§ INFORMATION SHOWN
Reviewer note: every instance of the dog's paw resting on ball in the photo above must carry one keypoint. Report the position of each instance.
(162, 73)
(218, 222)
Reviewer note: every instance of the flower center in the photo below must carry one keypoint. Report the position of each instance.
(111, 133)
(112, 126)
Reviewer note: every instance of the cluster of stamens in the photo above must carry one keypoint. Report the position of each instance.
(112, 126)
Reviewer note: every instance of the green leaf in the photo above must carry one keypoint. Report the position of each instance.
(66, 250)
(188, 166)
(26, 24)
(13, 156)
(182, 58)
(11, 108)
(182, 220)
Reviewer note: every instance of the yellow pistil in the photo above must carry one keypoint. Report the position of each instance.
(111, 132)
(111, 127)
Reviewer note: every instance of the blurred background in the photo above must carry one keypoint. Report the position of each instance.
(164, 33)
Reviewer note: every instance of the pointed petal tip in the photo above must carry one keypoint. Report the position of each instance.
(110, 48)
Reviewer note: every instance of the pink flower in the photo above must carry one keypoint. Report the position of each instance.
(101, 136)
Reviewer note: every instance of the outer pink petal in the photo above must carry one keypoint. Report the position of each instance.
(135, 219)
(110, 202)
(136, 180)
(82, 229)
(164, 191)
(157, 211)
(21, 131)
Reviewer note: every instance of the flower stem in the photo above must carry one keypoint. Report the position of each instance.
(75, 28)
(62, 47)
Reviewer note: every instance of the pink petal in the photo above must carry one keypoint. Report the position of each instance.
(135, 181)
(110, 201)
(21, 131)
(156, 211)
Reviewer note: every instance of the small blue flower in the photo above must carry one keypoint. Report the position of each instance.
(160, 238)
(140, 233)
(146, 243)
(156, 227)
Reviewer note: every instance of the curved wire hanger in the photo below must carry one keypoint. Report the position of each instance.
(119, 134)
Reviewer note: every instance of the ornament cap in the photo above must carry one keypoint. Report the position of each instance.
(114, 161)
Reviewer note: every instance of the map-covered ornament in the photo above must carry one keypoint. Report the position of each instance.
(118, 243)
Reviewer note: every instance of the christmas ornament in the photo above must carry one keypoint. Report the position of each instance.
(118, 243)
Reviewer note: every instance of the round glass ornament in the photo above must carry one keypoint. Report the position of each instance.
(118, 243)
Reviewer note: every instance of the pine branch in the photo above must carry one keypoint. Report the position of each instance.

§ ABOUT THIS TASK
Using the listing above, retype each line exactly.

§ OUTPUT FOR THIS EXERCISE
Reviewer note: every instance of the dog's paw resting on ball in the photo above must carry one keypoint. Report the position of each instance.
(162, 73)
(218, 222)
Reviewer note: every instance of the flower center in the photo below must carry one keypoint. Report the position of each instance.
(111, 133)
(112, 126)
Reviewer note: every instance of the cluster of stamens in the photo above must carry one keypoint. Report the position of each instance.
(112, 126)
Reviewer note: every instance of the green leaf in the photo above must carry one keypoint. Report the position of each instance.
(66, 250)
(188, 166)
(26, 24)
(13, 156)
(182, 58)
(11, 108)
(182, 220)
Reviewer note: every instance of the yellow pistil in the photo above must carry one keypoint. Report the position of each instance.
(111, 132)
(111, 127)
Reviewer note: every instance of the blurred background in the photo above must carry one keypoint. Report the position of each instance.
(164, 33)
Reviewer note: every instance of the pointed petal tip in the photo above must carry one keypoint. Report the position of each instance.
(110, 48)
Reviewer note: every instance of the pink flower in the photo above must carry one keypoint. Report the position of each instance.
(101, 136)
Reviewer note: every instance of the outer pink petal in the photo above must carry one keypoint. Report the position of each instance.
(135, 219)
(110, 202)
(136, 180)
(82, 229)
(164, 191)
(157, 211)
(21, 131)
Reviewer note: every instance of the flower stem in the photo above must carry one keypoint. Report the position of each instance.
(75, 28)
(62, 47)
Reviewer note: every instance of the pink petal in the photo above must carry one keypoint. Report the position of each instance.
(135, 181)
(110, 201)
(21, 131)
(156, 211)
Reviewer note: every instance of the small blue flower in the photo above must carry one keypoint. Report the position of each instance.
(160, 238)
(140, 233)
(146, 243)
(156, 227)
Reviewer note: every instance of the curved wire hanger in the photo below must carry one keypoint. Report the position of each instance.
(119, 134)
Reviewer note: every instance of the ornament cap in the photo above must carry one keypoint. Report the position of each instance.
(114, 161)
Reviewer note: every instance of the map-covered ornament in the photo above must carry one keypoint. Report the position of each instance.
(118, 243)
Reviewer note: every instance of the christmas ornament in the photo above must carry one keypoint. Report the position of each instance.
(118, 243)
Reviewer note: every instance of the round glass ornament in the photo above must carry one keypoint. Report the position of each instance.
(118, 243)
Reviewer note: every instance of the pine branch in the photo above must carry one keypoint. Report the position of each instance.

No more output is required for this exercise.